**** TEXT BLOCK ****

As I read Colm Tóibín’s enthralling piece about the history of the Great Hunger in Ireland (LRB, 30 July), and noted his wish for the ‘living, speaking voice’ and ‘the perspective of those who were not administrators or politicians or landlords’, I began to think that at any moment he would make use of Thomas Gallagher’s Paddy’s Lament: Ireland 1846-47, which teems with such material. Gallagher, an American writer whose father had emigrated from County Roscommon, was able to get close to the Famine itself and the ways in which people suffered, retaliated and escaped, because he used, in addition to a great many contemporary newspapers and official records, the 2600 pages of transcribed interviews, conducted in 1955, with people ‘old enough to remember their parents’ stories of the famine’. These are stored in the Irish Folklore Department at University College, Dublin.

From them, via Gallagher, we can learn how the first smell of the potato rot, like ‘the bilge water of a ship’, stole over the countryside and made the dogs howl. (I heard on Barra how the same thing happened in the same year in the Scottish Hebrides.) The fog that was common during that damp July is still called the ‘potato fog’. Starvation soon followed, people began to fight for turnip cuttings, pick up fish offal with their toes in fish markets, and gather nettles from graveyards to make broth. They died exhausted, their ‘entire alimentary canals, from mouth to anus … completely empty’, or their intestines destroyed by gangrene so that their ‘stools would resemble water in which raw meat had been washed’.

People expressed their despair in hopeless sayings: ‘There will be nothing for us but to lie down and die.’ ‘If the English desert us now, God in His glory they’ll never see.’ ‘I swear by the broken heart my mother died of, the hand of God is in this. It’s a curse that has fallen on the land.’ Jeremiah Hegarty of Galway died in a ditch of starvation because, worried that his family would be evicted, he had refrained from eating the barley earmarked to pay the rent. Many others were less well behaved and stole sheep, leaving behind the head and the bell and skinning the carcass on a flat tombstone before taking the flesh back to be cooked in a hiding-place. The farmers retaliated by building pits full of spikes: the thief fell in, was held there by his pierced feet and then clubbed to death. So people were reduced to eating rats, dogs, the carcasses of diseased cattle and ‘the joints of starved horses’.

****

§ **ACTIVITY A**:
Answer these questions from the passage on the Irish Famine:
(i) In what year were the transcribed interviews conducted?
(ii) What is the fog that was common during that damp July still called?
(iii) Where did Jeremiah Hegarty of Galway die of starvation?
§ **ACTIVITY B**: List every food that, according to the last sentence of the passage on the Irish Famine, people were reduced to eating.
§ **ACTIVITY C**: Print the part of the passage on the Irish Famine that opens with the words containing "From them, via" and closes with "had been washed’.".

**** INPUT DATA ****

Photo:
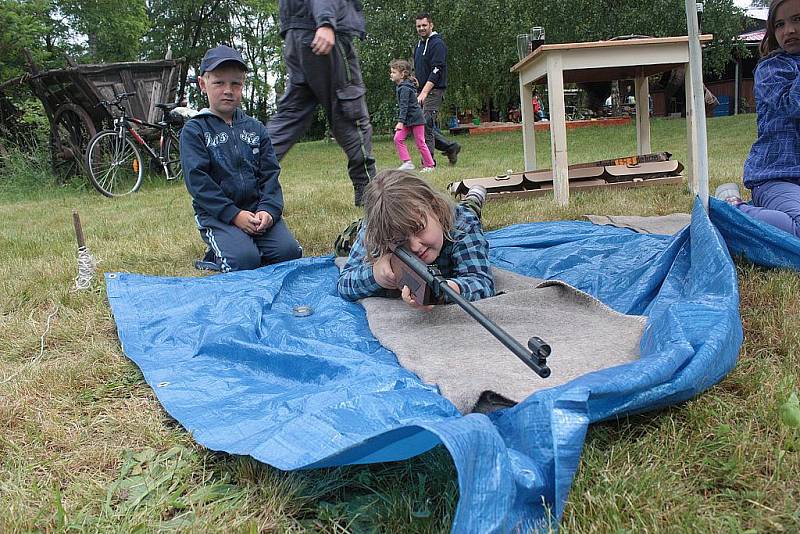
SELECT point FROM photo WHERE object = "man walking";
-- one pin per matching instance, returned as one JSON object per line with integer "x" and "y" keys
{"x": 324, "y": 71}
{"x": 430, "y": 66}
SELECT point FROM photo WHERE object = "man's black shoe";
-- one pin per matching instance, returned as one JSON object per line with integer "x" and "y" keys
{"x": 452, "y": 155}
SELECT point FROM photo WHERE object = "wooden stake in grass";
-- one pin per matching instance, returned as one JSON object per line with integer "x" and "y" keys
{"x": 86, "y": 263}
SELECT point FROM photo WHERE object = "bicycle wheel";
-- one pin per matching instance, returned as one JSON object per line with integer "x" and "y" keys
{"x": 172, "y": 156}
{"x": 115, "y": 164}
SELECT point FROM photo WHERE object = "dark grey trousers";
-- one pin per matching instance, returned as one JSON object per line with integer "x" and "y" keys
{"x": 334, "y": 82}
{"x": 433, "y": 137}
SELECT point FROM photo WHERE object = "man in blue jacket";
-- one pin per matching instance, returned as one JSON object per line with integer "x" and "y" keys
{"x": 324, "y": 71}
{"x": 232, "y": 174}
{"x": 430, "y": 66}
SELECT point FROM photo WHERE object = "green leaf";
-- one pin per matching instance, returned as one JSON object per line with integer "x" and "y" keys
{"x": 790, "y": 411}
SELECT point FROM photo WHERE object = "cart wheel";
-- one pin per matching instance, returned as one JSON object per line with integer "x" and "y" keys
{"x": 72, "y": 130}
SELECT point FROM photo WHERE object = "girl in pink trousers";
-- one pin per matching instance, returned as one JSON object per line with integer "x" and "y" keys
{"x": 409, "y": 116}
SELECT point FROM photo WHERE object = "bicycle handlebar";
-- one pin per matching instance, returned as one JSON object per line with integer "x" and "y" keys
{"x": 118, "y": 98}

****

§ **FINAL ANSWER A**:
(i) 1955
(ii) The ‘potato fog’
(iii) In a ditch

§ **FINAL ANSWER B**:
- Rats
- Dogs
- The carcasses of diseased cattle
- ‘The joints of starved horses’

§ **FINAL ANSWER C**:
From them, via Gallagher, we can learn how the first smell of the potato rot, like ‘the bilge water of a ship’, stole over the countryside and made the dogs howl. (I heard on Barra how the same thing happened in the same year in the Scottish Hebrides.) The fog that was common during that damp July is still called the ‘potato fog’. Starvation soon followed, people began to fight for turnip cuttings, pick up fish offal with their toes in fish markets, and gather nettles from graveyards to make broth. They died exhausted, their ‘entire alimentary canals, from mouth to anus … completely empty’, or their intestines destroyed by gangrene so that their ‘stools would resemble water in which raw meat had been washed’.